▶ Required task
Recast the items below as a Markdown table with the columns Row and Line, starting at the line that contains "Target: gathered peplum waist seam" and continuing through the final line. Number each line in Row, put its text in Line, and omit any blank lines.

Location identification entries
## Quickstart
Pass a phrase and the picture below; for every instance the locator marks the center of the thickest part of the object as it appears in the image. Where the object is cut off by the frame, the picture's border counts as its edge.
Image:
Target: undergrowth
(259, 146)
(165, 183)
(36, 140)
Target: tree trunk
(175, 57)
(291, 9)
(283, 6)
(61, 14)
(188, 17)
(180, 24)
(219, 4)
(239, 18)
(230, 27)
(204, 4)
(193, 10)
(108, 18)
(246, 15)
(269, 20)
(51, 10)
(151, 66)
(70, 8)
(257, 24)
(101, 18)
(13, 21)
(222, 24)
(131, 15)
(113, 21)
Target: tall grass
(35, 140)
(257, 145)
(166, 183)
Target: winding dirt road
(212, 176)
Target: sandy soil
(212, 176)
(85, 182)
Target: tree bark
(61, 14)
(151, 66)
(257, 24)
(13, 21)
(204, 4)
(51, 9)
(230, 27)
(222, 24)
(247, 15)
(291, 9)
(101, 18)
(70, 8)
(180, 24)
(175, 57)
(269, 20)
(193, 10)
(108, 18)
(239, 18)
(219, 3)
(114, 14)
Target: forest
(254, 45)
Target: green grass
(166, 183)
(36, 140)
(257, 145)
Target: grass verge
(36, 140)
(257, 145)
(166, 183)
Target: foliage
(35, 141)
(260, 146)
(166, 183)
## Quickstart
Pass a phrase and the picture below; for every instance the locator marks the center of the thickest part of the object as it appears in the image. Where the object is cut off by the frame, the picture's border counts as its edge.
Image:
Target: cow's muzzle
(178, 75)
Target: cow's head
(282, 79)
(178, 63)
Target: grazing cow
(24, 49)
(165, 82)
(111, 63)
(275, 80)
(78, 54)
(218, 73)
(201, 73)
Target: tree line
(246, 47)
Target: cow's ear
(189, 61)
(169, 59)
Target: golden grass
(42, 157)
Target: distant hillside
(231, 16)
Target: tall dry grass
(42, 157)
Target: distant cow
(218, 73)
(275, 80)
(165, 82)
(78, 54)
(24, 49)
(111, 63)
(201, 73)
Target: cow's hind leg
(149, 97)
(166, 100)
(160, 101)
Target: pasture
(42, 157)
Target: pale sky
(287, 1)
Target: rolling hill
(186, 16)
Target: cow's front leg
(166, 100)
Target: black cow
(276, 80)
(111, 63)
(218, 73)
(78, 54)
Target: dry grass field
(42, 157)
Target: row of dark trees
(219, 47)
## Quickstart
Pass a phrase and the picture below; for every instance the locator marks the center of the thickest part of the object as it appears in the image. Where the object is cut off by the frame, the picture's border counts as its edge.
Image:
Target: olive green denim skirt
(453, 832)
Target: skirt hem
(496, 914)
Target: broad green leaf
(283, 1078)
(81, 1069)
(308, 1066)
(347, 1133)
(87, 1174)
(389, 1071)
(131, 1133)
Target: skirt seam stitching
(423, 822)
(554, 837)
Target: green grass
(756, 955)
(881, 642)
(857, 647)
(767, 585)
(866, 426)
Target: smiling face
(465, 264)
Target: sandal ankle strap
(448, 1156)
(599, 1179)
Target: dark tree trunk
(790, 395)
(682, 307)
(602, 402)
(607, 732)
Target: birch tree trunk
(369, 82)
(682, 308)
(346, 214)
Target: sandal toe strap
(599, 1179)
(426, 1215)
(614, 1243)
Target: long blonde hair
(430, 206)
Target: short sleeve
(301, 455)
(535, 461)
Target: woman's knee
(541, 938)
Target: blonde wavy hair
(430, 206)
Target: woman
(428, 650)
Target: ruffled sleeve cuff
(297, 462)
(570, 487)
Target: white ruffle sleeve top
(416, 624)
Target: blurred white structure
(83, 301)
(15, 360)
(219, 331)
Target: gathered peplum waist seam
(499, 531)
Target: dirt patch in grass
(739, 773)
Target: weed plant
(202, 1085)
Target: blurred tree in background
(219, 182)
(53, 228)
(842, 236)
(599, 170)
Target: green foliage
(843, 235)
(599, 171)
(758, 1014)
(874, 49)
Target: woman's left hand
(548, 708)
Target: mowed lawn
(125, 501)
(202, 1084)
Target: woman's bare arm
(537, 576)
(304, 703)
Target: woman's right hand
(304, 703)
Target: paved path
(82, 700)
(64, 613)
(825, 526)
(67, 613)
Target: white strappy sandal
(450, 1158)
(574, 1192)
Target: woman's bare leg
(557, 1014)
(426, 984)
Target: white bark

▶ Task solution
| Row | Line |
|---|---|
| 1 | Target: gathered peplum waist seam |
| 2 | (499, 531) |
| 3 | Target: dirt patch in grass |
| 4 | (739, 773) |
| 5 | Target: weed plant |
| 6 | (202, 1085) |
| 7 | Target: blurred tree in background |
| 8 | (219, 182) |
| 9 | (53, 228) |
| 10 | (842, 236) |
| 11 | (599, 170) |
| 12 | Target: green foliage |
| 13 | (843, 235) |
| 14 | (599, 171) |
| 15 | (758, 1014) |
| 16 | (874, 49) |
| 17 | Target: woman's left hand |
| 18 | (548, 708) |
| 19 | Target: mowed lawn |
| 20 | (125, 501) |
| 21 | (202, 1084) |
| 22 | Target: woman's bare arm |
| 23 | (537, 576) |
| 24 | (304, 703) |
| 25 | Target: woman's right hand |
| 26 | (304, 703) |
| 27 | Target: paved path |
| 28 | (82, 700) |
| 29 | (64, 613) |
| 30 | (825, 526) |
| 31 | (67, 613) |
| 32 | Target: white strappy sandal |
| 33 | (450, 1158) |
| 34 | (574, 1192) |
| 35 | Target: woman's bare leg |
| 36 | (557, 1014) |
| 37 | (426, 984) |
| 38 | Target: white bark |